§ **What to work on**
Please copy everything from "They were very" down to "about viva techniques?" in the viva post below, swapping "hard time" for "tough time".

§ **Extract to read**
I had my PhD viva yesterday. This is where a couple of specialists in related fields to your area of study ask you questions about your thesis, sometimes it’s called an oral exam (but that sounds like a trip to the dentist) or an oral defence (anti-bacterial toothpaste?). It’s about as close to an exam as a PhD person gets. I wasn’t really nervous, because you don’t study something for this long without feeling comfortable with talking about it, but it was a big step in the final stages and there was a sense of excitement around it.
So how did I do? Not bad at all. I’ve got a ‘Pass, but…’ where the ‘but’ means that they would like me to make some changes. As half-expected, they would like me to change my referencing system. I could’ve sworn that I had stuck to the MHRA style guide all the way through, but apparently not. Still, that’s not so bad, it’ll just be really laborious. More demanding will be the literature review section that they want me to add to the end of the introduction chapter. They feel that there are a couple of people whose work should have been mentioned but wasn’t. I need to put a brief discussion of what they’ve said into the thesis and then it’s done! They’ve told me, in very definite terms, not to change any of the later chapters, no matter how tempting it may be to include the new people’s ideas.
What this boils down to is some repetitive work, some reading, and three or four thousand new words to be added in one chunk, none of which should be too difficult at all.
They were very happy with my answers to their questions; they felt that they had given me quite a hard time, but I only really had any trouble with one question.
So, what have I learnt about viva techniques?
I really enjoyed my viva, even though it was sometimes quite challenging. Now it’s just the final few things to put in place, and I’m done. Hooray!

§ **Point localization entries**
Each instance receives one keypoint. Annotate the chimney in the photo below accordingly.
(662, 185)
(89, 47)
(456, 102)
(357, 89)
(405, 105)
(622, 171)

§ **Response for this exercise**
They were very happy with my answers to their questions; they felt that they had given me quite a tough time, but I only really had any trouble with one question.
So, what have I learnt about viva techniques?